Top of MATERIAL FOR THIS EXERCISE

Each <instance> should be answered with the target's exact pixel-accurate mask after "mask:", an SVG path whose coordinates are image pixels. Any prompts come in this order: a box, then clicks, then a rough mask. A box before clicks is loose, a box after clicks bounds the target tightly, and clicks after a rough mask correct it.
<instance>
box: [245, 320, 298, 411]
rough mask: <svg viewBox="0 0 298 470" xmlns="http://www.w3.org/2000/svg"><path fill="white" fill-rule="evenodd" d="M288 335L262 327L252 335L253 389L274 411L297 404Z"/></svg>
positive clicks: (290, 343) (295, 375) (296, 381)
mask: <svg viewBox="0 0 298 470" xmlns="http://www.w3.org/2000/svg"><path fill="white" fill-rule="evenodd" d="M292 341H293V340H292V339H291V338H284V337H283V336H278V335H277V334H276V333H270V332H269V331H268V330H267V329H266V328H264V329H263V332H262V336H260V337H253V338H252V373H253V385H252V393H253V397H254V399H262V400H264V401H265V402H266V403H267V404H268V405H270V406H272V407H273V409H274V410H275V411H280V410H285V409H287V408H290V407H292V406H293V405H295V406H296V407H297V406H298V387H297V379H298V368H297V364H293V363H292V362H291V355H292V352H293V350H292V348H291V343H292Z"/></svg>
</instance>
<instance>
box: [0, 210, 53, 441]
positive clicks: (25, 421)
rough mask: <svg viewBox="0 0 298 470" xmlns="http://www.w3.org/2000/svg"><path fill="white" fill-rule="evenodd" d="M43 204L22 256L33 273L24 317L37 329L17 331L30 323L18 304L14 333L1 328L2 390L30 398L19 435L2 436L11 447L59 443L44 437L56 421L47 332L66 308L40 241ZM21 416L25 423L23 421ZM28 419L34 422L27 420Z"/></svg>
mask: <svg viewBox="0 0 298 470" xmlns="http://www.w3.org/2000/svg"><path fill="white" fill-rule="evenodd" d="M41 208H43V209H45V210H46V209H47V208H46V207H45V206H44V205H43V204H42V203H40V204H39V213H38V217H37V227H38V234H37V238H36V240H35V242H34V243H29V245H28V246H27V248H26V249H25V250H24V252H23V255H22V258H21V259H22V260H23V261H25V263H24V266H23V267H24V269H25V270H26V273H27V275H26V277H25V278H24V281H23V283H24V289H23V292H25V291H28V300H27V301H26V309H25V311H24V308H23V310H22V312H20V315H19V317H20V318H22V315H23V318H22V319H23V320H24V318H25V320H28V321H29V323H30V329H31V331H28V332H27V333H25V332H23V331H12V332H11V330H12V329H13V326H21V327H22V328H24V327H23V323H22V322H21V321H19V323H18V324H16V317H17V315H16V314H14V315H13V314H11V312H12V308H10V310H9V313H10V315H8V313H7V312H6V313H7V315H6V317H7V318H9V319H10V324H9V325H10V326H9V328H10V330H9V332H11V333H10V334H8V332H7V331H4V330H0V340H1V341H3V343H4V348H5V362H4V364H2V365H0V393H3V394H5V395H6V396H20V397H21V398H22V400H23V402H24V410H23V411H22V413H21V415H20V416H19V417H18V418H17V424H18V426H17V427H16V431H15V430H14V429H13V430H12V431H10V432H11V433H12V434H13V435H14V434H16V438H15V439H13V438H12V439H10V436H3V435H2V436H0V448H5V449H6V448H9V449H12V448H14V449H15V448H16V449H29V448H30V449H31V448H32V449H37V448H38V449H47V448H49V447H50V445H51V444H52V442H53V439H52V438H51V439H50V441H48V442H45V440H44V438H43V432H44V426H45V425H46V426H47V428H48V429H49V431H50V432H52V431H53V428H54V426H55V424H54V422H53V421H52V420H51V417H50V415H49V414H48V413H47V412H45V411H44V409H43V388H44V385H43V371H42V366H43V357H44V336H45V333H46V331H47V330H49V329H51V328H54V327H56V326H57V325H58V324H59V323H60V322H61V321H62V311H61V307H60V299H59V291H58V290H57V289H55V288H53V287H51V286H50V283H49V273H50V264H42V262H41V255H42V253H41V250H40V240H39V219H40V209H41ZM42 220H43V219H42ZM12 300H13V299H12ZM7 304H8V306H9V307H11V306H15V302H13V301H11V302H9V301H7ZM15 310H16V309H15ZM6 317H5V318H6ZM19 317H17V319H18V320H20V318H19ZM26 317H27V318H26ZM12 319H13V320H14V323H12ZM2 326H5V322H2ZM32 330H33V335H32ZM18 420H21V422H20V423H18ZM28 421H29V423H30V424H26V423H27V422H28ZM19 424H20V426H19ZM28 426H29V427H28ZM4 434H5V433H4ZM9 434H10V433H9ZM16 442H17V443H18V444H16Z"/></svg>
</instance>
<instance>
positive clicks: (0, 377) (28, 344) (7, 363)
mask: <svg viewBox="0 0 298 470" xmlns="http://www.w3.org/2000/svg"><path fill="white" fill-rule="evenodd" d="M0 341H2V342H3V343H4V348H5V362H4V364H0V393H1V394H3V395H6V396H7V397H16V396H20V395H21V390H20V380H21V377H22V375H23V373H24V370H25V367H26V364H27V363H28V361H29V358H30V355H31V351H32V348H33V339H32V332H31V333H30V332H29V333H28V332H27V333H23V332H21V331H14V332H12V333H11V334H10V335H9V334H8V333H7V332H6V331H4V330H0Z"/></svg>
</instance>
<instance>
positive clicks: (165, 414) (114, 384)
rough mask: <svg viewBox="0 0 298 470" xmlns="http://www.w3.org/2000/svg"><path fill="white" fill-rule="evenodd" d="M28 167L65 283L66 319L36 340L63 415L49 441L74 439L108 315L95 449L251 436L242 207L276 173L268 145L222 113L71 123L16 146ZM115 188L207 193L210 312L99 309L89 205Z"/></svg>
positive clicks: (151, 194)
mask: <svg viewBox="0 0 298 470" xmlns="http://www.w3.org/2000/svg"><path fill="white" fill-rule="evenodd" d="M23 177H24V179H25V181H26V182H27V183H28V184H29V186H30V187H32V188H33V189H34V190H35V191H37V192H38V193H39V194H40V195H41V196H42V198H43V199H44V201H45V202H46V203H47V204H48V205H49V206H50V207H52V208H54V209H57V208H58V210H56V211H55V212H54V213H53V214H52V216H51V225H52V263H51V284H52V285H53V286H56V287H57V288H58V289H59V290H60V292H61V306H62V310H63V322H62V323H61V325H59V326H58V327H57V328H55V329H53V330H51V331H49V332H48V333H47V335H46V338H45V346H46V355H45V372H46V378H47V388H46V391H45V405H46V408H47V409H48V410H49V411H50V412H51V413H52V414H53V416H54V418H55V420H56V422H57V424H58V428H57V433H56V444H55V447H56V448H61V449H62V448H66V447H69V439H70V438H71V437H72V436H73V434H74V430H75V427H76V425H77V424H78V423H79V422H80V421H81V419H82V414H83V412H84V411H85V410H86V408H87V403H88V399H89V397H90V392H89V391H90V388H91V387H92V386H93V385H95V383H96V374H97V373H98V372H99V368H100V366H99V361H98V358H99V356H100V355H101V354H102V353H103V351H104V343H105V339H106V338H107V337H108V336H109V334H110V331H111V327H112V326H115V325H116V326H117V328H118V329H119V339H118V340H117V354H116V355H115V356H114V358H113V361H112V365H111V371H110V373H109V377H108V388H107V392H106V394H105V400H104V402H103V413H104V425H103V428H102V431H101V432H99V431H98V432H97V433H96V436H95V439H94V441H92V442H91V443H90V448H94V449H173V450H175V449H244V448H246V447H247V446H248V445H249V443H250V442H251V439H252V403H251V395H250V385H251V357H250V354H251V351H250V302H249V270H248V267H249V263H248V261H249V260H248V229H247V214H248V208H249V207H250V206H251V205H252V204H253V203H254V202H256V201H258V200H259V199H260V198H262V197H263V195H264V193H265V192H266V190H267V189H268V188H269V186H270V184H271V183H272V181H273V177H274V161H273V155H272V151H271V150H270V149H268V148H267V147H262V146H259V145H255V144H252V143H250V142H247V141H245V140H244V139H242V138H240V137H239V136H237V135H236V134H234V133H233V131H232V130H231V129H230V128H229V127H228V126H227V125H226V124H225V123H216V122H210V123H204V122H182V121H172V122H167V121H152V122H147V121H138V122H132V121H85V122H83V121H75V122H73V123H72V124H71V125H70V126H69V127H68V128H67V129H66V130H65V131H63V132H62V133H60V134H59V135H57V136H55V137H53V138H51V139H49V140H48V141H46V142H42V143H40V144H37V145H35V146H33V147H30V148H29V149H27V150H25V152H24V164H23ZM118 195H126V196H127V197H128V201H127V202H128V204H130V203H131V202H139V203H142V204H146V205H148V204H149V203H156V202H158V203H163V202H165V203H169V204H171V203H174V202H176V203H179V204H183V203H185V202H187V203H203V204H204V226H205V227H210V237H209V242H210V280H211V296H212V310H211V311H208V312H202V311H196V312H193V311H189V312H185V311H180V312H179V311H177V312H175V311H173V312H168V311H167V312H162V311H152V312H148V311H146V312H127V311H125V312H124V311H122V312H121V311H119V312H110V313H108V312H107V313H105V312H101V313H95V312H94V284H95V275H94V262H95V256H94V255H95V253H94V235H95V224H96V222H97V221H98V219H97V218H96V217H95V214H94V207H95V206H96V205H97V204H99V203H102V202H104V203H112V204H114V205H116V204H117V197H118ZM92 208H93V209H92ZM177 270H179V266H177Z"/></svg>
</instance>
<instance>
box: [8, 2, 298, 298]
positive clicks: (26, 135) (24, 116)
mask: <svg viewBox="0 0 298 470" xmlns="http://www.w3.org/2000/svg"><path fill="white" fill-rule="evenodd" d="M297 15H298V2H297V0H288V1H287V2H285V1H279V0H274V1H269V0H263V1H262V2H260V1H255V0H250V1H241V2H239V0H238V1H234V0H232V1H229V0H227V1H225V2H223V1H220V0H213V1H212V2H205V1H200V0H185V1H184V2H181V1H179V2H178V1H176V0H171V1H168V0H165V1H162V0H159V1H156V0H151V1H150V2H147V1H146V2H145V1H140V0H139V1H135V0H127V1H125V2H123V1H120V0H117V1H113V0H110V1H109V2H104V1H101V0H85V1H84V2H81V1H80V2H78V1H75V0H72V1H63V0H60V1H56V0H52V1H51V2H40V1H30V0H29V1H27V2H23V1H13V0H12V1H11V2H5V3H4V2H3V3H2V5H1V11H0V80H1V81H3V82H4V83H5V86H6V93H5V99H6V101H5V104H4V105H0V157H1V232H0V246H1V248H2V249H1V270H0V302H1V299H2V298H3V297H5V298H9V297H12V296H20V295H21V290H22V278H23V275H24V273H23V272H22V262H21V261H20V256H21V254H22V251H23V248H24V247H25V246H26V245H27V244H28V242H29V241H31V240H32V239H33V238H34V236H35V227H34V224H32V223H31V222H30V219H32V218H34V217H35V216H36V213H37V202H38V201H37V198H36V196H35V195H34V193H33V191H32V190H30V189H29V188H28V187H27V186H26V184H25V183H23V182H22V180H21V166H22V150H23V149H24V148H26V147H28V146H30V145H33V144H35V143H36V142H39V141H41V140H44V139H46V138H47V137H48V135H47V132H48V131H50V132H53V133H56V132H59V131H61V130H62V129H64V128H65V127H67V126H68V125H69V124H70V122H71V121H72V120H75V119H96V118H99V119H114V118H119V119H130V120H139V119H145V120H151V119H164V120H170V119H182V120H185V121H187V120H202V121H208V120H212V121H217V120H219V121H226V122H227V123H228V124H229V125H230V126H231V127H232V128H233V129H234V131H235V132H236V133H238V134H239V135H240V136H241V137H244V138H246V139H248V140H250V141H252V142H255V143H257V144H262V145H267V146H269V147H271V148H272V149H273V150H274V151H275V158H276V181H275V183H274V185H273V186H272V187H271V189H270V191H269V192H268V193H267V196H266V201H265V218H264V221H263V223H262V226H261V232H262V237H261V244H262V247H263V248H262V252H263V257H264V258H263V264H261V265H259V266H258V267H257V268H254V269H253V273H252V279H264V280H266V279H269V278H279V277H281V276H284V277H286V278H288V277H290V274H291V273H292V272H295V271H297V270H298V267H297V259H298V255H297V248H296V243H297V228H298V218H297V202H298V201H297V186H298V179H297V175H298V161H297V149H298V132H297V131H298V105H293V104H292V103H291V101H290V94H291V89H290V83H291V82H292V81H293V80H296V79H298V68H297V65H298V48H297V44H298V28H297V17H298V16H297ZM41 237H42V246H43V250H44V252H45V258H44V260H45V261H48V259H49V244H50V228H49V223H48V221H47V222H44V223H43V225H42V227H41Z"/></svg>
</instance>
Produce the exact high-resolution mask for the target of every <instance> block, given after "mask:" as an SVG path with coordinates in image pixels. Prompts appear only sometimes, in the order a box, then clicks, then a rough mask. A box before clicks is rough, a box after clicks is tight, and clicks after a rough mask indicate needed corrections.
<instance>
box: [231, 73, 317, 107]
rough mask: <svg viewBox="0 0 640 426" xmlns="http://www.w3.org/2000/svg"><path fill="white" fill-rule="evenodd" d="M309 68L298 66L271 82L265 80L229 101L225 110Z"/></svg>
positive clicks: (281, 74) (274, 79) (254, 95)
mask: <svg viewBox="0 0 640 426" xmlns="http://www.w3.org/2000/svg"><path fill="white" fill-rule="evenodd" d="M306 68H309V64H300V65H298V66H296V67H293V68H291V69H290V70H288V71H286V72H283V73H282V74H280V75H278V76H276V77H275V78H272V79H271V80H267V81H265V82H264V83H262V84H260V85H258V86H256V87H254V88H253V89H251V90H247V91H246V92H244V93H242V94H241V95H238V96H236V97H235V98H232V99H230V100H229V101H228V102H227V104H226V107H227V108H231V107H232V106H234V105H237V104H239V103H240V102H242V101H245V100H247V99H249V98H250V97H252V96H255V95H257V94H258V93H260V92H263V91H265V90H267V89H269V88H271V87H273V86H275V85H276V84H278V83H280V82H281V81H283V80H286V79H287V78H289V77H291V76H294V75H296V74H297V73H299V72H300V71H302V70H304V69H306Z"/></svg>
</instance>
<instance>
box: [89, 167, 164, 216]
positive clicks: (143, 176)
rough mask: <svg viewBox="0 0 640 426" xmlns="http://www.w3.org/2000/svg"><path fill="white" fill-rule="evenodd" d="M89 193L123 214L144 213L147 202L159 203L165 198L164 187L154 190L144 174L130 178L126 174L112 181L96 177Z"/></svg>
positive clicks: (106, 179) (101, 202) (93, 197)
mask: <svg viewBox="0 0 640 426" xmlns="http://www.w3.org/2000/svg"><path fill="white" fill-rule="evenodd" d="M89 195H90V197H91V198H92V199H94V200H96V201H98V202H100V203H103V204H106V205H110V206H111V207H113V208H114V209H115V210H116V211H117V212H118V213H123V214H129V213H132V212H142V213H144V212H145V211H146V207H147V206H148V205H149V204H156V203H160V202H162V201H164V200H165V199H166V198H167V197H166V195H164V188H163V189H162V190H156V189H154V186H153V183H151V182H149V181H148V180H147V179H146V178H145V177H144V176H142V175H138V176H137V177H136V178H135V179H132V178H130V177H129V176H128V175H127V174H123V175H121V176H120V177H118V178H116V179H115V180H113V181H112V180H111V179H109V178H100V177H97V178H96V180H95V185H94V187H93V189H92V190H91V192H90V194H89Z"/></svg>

Bottom of MATERIAL FOR THIS EXERCISE

Copy the entries verbatim from their first line through the line containing "positive clicks: (290, 343)", including both.

* WRITTEN SOLUTION *
Each <instance> should be answered with the target's exact pixel-accurate mask after "mask:", an SVG path whose coordinates are image pixels. Any prompts come in this order: a box, then clicks, then a rough mask. A box before clicks is loose, a box after clicks bounds the target tightly, and clicks after a rough mask correct it.
<instance>
box: [245, 320, 298, 411]
rough mask: <svg viewBox="0 0 298 470" xmlns="http://www.w3.org/2000/svg"><path fill="white" fill-rule="evenodd" d="M288 335L262 327L252 335L253 389L274 411L297 404Z"/></svg>
positive clicks: (290, 343) (295, 375) (296, 381)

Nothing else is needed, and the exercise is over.